→ SUPPLIED MATERIAL:
***

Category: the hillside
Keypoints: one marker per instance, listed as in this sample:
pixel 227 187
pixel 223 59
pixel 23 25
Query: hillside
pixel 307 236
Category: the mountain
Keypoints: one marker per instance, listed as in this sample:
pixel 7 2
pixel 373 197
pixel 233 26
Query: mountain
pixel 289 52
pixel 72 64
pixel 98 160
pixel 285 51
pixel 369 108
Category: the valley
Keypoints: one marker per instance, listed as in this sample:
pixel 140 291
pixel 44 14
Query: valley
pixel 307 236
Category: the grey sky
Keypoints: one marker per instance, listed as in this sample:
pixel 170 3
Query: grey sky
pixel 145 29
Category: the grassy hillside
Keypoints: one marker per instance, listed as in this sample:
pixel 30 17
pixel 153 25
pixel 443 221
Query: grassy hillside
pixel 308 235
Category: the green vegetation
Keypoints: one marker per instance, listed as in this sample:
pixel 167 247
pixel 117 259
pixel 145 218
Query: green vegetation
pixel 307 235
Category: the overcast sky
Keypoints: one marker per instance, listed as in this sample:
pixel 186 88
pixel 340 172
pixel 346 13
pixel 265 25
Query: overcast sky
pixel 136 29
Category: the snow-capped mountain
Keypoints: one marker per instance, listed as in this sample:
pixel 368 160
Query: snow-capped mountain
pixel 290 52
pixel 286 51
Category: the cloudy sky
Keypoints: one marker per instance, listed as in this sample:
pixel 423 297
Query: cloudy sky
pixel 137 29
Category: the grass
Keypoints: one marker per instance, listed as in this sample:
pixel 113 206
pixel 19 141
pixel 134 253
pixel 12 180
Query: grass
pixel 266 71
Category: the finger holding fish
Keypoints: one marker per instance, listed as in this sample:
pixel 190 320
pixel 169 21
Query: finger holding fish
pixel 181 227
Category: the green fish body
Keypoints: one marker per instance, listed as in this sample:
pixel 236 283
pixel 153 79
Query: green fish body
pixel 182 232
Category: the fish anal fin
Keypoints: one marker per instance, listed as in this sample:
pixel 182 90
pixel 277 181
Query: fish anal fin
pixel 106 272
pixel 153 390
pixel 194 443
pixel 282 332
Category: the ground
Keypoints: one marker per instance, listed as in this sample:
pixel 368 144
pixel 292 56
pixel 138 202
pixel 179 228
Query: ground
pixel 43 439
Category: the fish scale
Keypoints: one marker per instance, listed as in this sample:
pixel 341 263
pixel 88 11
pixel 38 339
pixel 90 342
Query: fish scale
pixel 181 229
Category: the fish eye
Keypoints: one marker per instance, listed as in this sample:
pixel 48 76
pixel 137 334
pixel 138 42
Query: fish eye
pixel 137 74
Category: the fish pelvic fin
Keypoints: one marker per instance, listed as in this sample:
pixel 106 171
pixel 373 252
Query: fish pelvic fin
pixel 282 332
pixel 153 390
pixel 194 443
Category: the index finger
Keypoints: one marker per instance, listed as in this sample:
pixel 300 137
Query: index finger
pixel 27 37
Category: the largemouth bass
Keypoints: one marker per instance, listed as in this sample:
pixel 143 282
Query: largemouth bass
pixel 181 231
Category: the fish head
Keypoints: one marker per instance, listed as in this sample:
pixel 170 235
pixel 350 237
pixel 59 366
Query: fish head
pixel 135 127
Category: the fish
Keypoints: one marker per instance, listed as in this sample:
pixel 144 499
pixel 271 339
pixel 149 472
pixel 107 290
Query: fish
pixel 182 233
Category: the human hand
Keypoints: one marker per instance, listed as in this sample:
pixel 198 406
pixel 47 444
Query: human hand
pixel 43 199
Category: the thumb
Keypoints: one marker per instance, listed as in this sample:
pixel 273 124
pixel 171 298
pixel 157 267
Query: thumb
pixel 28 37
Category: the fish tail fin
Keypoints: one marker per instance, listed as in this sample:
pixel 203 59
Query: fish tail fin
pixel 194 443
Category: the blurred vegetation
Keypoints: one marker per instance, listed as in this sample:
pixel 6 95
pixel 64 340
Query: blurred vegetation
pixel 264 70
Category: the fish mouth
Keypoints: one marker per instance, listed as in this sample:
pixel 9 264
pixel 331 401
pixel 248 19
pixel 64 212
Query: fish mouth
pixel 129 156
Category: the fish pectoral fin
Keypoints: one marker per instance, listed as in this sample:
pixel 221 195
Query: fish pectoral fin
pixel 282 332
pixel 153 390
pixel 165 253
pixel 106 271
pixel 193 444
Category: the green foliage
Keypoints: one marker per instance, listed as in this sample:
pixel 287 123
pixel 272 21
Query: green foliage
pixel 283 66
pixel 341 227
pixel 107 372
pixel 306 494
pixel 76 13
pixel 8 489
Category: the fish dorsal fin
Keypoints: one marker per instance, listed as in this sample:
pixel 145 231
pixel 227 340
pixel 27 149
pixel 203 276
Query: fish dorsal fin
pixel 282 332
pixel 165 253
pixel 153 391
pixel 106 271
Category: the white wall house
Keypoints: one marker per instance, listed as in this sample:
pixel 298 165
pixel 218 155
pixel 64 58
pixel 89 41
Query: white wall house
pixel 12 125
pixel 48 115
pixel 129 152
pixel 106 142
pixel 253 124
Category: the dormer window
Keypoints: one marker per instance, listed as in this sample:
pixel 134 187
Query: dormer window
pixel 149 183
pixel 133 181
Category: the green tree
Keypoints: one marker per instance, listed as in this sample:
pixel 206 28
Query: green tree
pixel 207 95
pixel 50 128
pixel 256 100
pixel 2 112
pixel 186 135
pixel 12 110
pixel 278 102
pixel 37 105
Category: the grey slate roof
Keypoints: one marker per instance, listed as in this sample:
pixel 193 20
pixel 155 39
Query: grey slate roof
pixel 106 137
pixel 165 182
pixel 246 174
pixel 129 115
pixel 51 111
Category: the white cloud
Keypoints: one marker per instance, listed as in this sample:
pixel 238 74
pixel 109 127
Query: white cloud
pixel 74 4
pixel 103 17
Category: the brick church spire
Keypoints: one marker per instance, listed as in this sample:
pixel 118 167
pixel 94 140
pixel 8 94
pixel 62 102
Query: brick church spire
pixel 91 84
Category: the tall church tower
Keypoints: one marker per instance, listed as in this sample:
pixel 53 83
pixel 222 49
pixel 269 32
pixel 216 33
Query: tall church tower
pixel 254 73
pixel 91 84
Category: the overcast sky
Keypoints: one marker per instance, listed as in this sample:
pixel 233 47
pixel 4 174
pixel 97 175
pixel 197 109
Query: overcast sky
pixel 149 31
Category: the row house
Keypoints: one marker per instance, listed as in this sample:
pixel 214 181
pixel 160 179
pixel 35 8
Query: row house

***

→ AIM OF THE EXERCISE:
Repeat the lines above word for word, starting with the line that contains "Category: the fish dorsal fin" and going on through the line that contains "pixel 103 17", with both of those lines included.

→ EXERCISE SOLUTION:
Category: the fish dorsal fin
Keypoints: one marker per instance, listed as in this sample:
pixel 145 231
pixel 227 340
pixel 27 149
pixel 203 276
Query: fish dorsal fin
pixel 282 332
pixel 165 253
pixel 153 391
pixel 106 271
Category: the white wall house
Keypoints: one marker per instance, listed as in this sample:
pixel 298 165
pixel 218 155
pixel 64 58
pixel 89 41
Query: white wall house
pixel 12 125
pixel 48 115
pixel 129 152
pixel 106 142
pixel 253 124
Category: the dormer window
Keypoints: one marker per instance, listed as in this sample:
pixel 134 187
Query: dormer window
pixel 149 183
pixel 133 181
Category: the green tree
Keypoints: one marker per instance, listed as in this sample:
pixel 206 28
Query: green tree
pixel 207 95
pixel 50 128
pixel 256 100
pixel 2 112
pixel 186 135
pixel 12 110
pixel 278 102
pixel 37 105
Category: the grey slate roof
Keypoints: one marker per instance, listed as in this sample:
pixel 193 20
pixel 155 39
Query: grey slate roof
pixel 106 137
pixel 165 182
pixel 246 174
pixel 129 115
pixel 51 111
Category: the white cloud
Keypoints: one marker per instance, listed as in this sample:
pixel 238 74
pixel 109 127
Query: white cloud
pixel 74 4
pixel 103 17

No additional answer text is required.